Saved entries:

━━━

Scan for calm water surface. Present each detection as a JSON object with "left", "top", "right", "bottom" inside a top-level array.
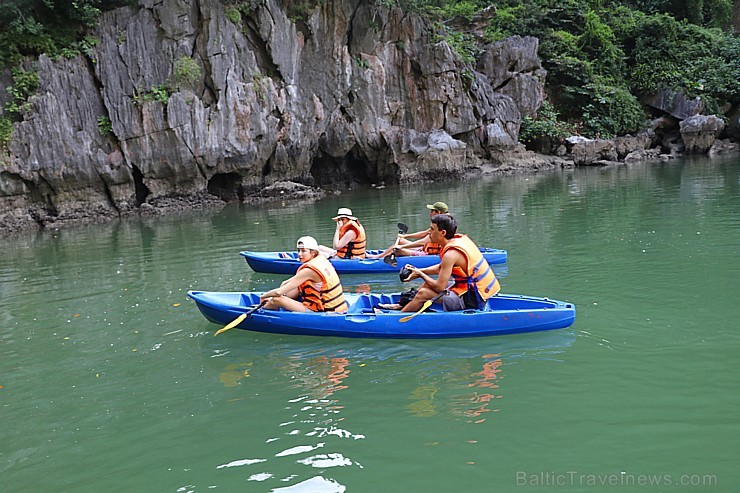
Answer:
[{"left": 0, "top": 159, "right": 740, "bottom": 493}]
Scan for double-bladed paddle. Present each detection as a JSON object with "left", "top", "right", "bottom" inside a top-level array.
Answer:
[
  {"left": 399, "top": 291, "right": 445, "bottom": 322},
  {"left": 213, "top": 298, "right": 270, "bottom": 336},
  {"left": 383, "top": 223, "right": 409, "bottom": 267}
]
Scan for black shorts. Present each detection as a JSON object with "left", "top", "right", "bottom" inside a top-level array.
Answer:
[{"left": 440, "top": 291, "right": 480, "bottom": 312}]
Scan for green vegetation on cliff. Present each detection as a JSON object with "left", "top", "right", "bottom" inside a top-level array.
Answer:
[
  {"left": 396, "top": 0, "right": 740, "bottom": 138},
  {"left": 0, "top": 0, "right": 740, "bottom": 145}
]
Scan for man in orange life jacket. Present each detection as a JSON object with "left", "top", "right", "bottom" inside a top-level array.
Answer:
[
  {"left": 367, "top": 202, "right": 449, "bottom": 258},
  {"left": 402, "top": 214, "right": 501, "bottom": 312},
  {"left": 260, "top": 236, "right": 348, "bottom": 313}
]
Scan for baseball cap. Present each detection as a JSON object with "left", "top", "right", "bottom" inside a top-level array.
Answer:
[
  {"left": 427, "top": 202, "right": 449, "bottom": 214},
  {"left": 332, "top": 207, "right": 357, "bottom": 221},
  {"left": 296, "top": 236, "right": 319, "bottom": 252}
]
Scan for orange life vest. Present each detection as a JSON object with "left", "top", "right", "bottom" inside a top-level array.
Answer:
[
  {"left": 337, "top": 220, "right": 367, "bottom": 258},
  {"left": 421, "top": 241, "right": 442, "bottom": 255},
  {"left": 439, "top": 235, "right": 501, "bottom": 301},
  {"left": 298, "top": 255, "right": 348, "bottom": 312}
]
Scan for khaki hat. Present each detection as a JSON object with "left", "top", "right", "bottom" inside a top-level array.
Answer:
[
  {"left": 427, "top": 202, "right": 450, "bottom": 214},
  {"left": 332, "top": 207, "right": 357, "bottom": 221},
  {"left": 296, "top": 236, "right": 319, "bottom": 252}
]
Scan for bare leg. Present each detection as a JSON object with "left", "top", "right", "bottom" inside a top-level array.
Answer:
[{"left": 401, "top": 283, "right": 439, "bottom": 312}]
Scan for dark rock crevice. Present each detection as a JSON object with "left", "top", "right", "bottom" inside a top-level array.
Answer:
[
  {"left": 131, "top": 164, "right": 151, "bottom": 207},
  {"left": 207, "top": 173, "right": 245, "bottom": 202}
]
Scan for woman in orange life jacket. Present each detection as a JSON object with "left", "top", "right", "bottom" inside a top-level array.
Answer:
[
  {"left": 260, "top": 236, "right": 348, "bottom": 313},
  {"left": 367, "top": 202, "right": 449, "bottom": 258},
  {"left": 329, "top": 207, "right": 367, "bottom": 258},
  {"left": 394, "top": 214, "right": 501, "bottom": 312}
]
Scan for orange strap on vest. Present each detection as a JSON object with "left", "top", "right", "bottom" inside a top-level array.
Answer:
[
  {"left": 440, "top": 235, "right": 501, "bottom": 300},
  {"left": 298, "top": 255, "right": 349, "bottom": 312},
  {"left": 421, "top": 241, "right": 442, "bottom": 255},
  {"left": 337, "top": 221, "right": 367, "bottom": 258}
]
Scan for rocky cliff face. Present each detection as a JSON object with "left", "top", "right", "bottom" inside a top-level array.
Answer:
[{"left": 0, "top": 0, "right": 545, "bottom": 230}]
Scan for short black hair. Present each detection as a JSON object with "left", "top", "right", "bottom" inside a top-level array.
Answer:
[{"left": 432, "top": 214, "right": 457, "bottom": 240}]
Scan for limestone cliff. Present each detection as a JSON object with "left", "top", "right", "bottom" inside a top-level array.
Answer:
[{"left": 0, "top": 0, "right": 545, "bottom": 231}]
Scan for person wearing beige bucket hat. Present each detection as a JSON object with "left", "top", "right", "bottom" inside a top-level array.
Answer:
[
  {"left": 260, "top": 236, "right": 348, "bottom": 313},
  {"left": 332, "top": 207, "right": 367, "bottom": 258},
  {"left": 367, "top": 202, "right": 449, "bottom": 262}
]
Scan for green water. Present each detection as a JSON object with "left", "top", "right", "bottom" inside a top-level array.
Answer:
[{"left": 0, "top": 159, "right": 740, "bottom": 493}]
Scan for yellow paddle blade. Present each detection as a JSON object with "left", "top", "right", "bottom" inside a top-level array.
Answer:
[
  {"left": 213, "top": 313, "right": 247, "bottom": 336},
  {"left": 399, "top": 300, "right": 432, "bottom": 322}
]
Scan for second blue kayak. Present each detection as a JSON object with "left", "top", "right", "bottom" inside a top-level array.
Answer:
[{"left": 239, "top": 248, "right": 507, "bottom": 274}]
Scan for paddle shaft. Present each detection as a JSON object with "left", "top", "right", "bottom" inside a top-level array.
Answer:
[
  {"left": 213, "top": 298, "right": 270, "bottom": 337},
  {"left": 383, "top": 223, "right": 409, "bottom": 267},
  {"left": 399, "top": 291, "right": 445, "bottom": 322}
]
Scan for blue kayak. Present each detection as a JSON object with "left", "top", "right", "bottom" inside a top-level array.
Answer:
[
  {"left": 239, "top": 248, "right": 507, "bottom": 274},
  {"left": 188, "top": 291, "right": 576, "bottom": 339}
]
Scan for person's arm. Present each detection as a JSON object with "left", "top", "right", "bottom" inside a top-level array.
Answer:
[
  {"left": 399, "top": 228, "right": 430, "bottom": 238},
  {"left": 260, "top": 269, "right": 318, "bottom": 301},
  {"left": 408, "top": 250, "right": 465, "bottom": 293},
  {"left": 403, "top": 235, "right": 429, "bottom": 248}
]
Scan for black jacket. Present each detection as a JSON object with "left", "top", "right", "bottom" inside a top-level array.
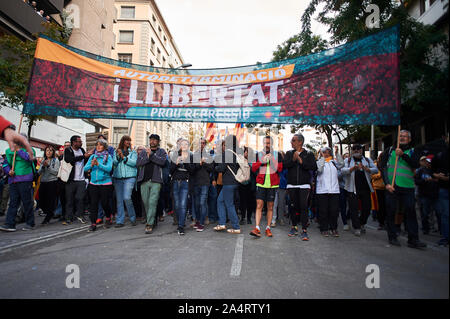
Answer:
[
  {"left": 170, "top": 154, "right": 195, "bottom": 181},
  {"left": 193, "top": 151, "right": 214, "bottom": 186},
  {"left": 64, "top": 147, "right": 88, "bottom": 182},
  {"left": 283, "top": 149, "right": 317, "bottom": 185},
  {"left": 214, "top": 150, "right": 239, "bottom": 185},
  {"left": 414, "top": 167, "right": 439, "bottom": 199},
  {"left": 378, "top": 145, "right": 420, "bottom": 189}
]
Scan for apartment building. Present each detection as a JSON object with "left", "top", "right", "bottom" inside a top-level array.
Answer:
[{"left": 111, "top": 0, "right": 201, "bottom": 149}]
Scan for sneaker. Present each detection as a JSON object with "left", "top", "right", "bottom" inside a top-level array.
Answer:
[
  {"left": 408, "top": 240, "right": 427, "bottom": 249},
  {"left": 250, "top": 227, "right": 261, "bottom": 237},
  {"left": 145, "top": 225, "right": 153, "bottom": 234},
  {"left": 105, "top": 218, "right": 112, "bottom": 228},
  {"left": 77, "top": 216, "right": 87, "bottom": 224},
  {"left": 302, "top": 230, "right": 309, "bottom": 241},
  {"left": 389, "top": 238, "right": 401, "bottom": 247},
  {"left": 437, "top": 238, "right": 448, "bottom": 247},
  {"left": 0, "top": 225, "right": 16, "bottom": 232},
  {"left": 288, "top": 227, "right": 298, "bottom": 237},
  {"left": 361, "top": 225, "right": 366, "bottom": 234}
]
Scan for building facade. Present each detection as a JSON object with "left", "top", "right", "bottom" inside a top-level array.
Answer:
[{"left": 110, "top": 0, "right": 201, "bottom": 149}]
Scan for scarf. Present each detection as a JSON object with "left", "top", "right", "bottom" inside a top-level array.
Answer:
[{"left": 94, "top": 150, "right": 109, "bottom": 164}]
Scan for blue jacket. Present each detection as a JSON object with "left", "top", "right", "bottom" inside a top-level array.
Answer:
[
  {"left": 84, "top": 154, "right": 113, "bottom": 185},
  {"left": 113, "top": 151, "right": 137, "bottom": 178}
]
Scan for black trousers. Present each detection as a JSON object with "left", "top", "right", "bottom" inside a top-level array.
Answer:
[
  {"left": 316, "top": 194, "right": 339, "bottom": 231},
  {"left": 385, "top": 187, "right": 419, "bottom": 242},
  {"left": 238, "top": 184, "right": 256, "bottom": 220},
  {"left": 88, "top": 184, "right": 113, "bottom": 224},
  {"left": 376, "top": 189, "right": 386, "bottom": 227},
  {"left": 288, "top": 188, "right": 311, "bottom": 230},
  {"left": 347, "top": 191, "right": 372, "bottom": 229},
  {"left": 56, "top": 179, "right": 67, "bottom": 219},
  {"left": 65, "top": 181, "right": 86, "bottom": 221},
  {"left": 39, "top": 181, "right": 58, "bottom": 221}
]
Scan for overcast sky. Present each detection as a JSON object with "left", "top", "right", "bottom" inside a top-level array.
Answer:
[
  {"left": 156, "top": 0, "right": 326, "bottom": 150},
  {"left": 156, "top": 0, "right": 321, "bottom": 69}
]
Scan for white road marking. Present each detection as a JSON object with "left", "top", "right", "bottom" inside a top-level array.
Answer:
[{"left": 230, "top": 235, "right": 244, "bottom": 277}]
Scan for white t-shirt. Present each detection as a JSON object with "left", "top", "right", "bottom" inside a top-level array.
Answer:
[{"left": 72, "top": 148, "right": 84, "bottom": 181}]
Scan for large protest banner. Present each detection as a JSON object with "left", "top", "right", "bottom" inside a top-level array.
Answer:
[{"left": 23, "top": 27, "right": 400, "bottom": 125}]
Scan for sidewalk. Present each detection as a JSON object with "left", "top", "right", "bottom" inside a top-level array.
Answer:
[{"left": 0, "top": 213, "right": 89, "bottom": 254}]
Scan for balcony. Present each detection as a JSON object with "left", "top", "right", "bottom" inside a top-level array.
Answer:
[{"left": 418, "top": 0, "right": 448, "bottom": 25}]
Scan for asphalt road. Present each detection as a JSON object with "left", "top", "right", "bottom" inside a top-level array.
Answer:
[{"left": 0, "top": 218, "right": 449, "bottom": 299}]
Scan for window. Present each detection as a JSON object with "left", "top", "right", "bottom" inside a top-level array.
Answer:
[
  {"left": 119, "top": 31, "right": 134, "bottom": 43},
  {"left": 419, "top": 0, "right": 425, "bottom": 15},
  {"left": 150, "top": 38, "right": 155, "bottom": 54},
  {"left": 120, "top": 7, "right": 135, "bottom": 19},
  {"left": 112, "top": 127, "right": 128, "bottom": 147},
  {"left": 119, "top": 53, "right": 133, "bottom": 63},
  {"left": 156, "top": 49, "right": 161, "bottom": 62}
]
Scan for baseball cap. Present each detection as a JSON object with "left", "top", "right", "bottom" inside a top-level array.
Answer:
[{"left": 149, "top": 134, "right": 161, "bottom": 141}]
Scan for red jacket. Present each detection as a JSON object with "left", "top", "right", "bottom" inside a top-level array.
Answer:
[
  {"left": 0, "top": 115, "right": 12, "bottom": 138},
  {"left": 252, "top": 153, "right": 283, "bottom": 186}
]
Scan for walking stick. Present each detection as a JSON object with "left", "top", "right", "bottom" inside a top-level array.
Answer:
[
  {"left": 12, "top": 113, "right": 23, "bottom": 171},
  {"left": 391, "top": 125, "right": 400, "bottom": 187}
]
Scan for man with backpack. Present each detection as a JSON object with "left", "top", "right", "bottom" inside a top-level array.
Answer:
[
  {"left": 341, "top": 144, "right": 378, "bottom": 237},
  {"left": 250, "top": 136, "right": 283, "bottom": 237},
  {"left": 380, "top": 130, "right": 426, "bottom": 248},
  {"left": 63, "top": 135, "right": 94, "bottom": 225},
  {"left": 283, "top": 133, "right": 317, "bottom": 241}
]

━━━

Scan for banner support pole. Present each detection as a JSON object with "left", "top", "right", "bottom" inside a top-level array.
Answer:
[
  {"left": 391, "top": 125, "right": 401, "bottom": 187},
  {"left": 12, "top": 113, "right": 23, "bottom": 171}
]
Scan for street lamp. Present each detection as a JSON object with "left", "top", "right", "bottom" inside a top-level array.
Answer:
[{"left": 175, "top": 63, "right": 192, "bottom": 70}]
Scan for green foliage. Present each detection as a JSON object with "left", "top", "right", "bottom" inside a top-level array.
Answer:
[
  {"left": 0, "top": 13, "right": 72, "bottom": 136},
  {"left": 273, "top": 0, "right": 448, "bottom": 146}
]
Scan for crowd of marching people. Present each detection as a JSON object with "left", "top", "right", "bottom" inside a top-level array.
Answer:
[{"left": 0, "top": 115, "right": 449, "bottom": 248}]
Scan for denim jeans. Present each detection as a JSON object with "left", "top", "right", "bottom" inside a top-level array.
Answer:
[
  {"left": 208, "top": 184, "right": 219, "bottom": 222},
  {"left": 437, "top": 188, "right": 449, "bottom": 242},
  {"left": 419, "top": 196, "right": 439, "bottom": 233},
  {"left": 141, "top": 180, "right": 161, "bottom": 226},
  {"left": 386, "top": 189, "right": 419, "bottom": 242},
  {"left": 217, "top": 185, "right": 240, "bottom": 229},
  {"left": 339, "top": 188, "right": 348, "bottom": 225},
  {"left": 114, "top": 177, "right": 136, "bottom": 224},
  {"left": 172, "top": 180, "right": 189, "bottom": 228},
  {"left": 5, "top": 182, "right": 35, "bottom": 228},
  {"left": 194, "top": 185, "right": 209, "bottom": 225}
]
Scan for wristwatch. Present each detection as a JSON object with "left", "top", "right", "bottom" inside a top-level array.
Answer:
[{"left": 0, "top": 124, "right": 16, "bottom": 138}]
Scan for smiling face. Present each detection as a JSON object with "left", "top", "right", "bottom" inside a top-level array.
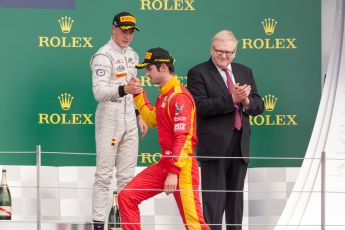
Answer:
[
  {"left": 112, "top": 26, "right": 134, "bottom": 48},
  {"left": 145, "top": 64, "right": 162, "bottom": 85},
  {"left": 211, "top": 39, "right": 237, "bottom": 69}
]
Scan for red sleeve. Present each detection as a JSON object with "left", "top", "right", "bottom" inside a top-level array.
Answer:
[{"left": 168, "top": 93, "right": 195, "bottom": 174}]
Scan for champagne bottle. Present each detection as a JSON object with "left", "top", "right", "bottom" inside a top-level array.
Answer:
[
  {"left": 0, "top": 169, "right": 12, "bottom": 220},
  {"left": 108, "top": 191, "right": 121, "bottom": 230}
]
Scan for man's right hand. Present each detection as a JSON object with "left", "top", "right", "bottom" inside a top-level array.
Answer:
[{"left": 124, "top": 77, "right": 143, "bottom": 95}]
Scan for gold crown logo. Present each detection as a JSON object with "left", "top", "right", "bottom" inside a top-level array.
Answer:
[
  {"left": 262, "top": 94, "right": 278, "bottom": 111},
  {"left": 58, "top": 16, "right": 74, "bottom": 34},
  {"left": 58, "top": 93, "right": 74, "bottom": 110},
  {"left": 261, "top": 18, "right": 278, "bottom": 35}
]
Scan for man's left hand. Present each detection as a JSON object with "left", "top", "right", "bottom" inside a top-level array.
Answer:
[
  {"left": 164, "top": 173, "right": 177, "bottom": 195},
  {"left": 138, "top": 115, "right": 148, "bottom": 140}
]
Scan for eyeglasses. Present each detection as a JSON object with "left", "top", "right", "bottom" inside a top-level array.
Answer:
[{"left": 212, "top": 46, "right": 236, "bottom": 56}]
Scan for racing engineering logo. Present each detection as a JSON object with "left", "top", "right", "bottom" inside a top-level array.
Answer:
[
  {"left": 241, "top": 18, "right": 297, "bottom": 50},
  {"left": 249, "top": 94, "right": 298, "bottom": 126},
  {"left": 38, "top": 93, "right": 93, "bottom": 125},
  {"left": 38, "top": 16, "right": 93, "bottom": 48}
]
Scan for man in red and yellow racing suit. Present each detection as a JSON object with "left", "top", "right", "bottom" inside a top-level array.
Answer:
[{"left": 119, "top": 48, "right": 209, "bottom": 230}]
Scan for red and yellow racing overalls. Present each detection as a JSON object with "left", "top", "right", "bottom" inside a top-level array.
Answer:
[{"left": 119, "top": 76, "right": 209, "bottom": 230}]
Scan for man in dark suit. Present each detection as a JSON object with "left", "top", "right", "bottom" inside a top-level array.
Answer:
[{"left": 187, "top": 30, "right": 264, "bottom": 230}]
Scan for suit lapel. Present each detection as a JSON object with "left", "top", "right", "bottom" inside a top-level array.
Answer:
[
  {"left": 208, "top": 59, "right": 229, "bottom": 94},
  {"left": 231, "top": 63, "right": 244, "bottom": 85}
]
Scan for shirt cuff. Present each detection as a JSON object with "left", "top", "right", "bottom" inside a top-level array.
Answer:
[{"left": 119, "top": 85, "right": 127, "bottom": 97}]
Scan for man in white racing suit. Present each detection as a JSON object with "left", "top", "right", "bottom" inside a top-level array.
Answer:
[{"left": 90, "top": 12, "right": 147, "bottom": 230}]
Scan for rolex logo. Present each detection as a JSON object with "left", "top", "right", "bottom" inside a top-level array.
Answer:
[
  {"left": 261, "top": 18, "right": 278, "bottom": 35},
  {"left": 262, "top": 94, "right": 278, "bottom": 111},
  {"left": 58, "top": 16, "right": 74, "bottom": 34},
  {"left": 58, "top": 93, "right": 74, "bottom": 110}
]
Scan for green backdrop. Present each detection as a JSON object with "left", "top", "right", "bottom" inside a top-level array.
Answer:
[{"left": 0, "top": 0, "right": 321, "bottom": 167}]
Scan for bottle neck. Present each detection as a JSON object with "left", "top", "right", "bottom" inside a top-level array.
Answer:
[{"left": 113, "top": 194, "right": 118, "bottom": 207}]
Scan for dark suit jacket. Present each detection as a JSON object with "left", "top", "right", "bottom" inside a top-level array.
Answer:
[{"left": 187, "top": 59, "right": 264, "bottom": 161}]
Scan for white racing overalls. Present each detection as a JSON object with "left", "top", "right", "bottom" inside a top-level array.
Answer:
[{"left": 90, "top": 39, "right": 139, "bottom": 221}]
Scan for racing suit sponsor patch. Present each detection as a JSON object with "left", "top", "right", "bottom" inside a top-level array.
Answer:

━━━

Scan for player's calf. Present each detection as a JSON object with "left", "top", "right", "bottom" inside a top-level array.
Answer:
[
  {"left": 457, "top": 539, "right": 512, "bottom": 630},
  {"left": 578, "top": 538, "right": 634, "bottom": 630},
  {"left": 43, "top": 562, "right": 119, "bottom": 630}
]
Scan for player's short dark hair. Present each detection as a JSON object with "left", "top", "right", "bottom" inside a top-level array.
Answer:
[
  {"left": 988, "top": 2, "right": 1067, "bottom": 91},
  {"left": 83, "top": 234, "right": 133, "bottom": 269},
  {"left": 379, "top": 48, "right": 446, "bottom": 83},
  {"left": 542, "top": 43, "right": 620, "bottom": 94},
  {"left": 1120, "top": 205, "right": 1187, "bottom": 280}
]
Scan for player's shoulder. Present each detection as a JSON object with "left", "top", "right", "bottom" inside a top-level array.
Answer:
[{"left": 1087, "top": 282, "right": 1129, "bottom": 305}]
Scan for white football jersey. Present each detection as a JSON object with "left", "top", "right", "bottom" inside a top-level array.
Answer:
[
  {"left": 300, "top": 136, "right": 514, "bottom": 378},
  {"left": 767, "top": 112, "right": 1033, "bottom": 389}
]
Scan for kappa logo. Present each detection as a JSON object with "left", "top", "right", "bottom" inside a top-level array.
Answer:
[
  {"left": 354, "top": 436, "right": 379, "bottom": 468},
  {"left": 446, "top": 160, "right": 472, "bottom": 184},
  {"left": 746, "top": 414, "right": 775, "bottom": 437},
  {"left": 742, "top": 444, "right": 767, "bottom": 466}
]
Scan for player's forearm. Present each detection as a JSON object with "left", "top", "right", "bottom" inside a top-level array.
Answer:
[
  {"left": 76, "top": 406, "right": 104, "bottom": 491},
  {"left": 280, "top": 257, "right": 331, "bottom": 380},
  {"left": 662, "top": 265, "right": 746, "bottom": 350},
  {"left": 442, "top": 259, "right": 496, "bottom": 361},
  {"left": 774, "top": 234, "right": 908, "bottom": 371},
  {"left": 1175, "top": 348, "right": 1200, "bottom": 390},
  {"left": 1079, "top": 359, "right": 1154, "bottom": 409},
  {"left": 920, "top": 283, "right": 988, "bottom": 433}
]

━━━

** Problem requirements **
Count the lines in the saved entries above that contain the string "bottle", matching case exactly, and give only the number.

** Response below **
2